→ **Data provided**:
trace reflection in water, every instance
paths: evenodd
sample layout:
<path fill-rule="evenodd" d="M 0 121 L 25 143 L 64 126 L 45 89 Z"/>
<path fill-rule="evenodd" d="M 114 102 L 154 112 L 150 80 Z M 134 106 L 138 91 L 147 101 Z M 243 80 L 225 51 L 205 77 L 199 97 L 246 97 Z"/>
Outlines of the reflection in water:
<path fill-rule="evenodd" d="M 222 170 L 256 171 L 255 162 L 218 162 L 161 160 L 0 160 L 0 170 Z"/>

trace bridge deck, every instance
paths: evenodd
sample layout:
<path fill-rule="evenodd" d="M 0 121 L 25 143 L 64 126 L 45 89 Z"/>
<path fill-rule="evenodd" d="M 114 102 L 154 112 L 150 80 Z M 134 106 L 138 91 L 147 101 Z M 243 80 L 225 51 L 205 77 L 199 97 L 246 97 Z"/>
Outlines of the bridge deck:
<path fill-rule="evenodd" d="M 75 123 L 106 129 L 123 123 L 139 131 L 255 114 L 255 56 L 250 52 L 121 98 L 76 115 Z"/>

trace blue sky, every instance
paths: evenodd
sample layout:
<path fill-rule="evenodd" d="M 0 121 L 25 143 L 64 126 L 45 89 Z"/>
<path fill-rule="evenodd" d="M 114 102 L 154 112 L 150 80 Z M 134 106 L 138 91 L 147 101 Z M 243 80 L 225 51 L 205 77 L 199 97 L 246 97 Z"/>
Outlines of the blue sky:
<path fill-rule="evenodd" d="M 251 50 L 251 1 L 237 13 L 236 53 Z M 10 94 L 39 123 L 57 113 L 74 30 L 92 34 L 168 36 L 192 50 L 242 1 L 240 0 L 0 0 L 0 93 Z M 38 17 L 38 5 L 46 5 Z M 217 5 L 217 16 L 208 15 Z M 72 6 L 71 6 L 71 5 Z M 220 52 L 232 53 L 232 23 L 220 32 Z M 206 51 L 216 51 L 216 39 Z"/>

→ **What the exercise asks**:
Reproduce the entire listing above line for line, with no changes to any character.

→ **Exercise solution**:
trace reflection in water, every instance
paths: evenodd
sample layout:
<path fill-rule="evenodd" d="M 0 121 L 25 143 L 64 126 L 45 89 Z"/>
<path fill-rule="evenodd" d="M 114 102 L 154 112 L 150 80 Z M 134 106 L 138 91 L 147 101 Z M 243 80 L 225 51 L 205 77 L 199 97 L 246 97 Z"/>
Outlines of the reflection in water:
<path fill-rule="evenodd" d="M 222 170 L 256 171 L 255 162 L 218 162 L 161 160 L 0 160 L 0 170 Z"/>

trace bridge deck, every instance
paths: evenodd
sample layout:
<path fill-rule="evenodd" d="M 0 121 L 25 143 L 64 126 L 45 89 Z"/>
<path fill-rule="evenodd" d="M 114 102 L 154 112 L 150 80 Z M 134 106 L 138 91 L 147 101 Z M 243 80 L 225 51 L 205 77 L 199 97 L 246 97 Z"/>
Outlines of the bridge deck:
<path fill-rule="evenodd" d="M 75 123 L 106 129 L 123 123 L 139 131 L 255 114 L 255 56 L 250 52 L 121 98 L 76 115 Z"/>

trace blue sky, every instance
paths: evenodd
sample layout:
<path fill-rule="evenodd" d="M 0 121 L 25 143 L 64 126 L 45 89 Z"/>
<path fill-rule="evenodd" d="M 114 102 L 154 112 L 150 80 Z M 134 106 L 138 91 L 147 101 Z M 243 80 L 225 51 L 205 77 L 199 97 L 246 97 Z"/>
Outlines of the blue sky:
<path fill-rule="evenodd" d="M 251 50 L 251 1 L 237 13 L 236 53 Z M 10 94 L 39 123 L 57 113 L 74 30 L 92 34 L 168 36 L 192 50 L 242 1 L 240 0 L 0 0 L 0 93 Z M 38 17 L 38 5 L 46 5 Z M 217 5 L 217 16 L 208 15 Z M 72 6 L 71 6 L 71 5 Z M 220 52 L 232 53 L 232 23 L 220 32 Z M 206 51 L 216 51 L 216 39 Z"/>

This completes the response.